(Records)

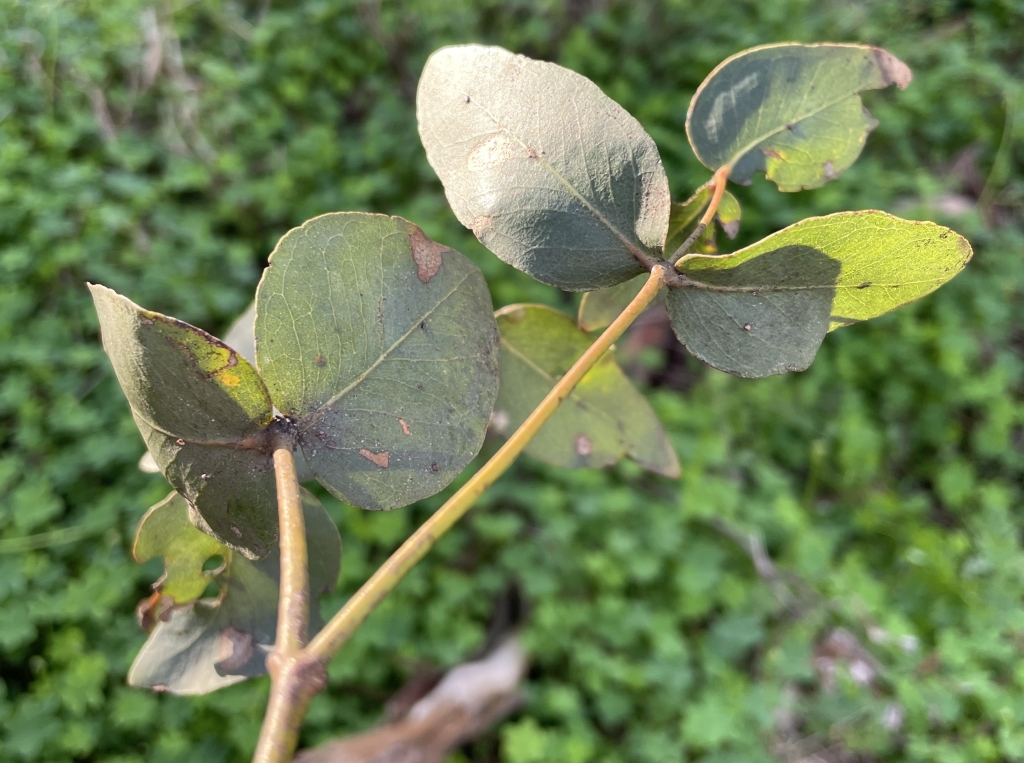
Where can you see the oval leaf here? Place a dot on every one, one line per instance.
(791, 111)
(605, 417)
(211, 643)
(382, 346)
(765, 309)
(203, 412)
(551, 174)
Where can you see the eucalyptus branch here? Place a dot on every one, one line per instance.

> _Written problem_
Convert every line of the listing above into a numbered list, skipping blank lines and omitting the pictures.

> _Solution to this task_
1. Where can you see the oval leaf here? Place a dot on every one, one line per instance.
2. (791, 111)
3. (605, 417)
4. (211, 643)
5. (382, 346)
6. (765, 309)
7. (203, 412)
8. (551, 174)
9. Where can you see the eucalyptus branch here? Place a dot on every one, one line per instance.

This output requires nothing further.